• [Your assignment]: Each entry must be given again exactly as it appears, with images excluded.
Start of Given records
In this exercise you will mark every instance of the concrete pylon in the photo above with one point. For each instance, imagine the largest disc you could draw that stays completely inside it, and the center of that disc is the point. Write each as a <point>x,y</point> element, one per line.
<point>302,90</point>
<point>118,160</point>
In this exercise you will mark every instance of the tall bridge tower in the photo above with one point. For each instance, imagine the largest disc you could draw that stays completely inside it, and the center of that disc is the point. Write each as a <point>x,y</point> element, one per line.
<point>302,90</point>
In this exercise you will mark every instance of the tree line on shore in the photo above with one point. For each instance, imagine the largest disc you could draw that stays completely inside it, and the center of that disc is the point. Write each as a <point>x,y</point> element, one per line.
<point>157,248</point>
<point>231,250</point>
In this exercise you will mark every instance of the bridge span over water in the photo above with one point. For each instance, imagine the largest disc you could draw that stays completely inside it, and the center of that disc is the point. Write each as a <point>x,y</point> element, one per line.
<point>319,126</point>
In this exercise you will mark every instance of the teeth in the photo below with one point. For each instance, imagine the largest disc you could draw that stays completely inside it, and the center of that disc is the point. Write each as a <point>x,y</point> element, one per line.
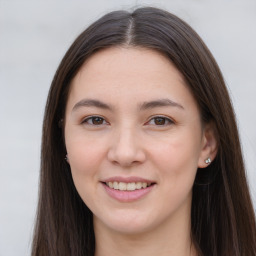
End of Given records
• [Result below]:
In this exercise you will mark every instance of the concrete pylon in the photo above with one point. For each instance, imagine the largest disc you could draw that stays completely inside it, and the center of that disc is the point. Write each as a <point>x,y</point> element, one per line.
<point>302,90</point>
<point>118,160</point>
In this exercise you will mark every instance of the tall bridge tower in the photo above with one point. For each instance, imagine the largest disc you could draw that stays completely inside it, and the center of that disc is the point. Write each as a <point>x,y</point> element, one per line.
<point>302,90</point>
In this exercise you will mark every instance of the tree line on shore in the photo above with one point. For each instance, imagine the largest disc you could draw that stays completely inside it, and the center of that disc is the point. Write each as a <point>x,y</point> element, one per line.
<point>157,248</point>
<point>231,250</point>
In this exercise you will mark every instance of the bridge span over water in the photo above with one point. For each instance, imagine the largest disc you could draw that stays completely inside it, and the center of that disc is the point. Write each as a <point>x,y</point> element, one per line.
<point>319,126</point>
In this exercise you will mark every instance of the teeth in the photo below with one point. For each instance, imagine the largest disc you could draw that stays completely inside it, and the center of that disc is the point. Write each as a <point>x,y</point> element, one per line.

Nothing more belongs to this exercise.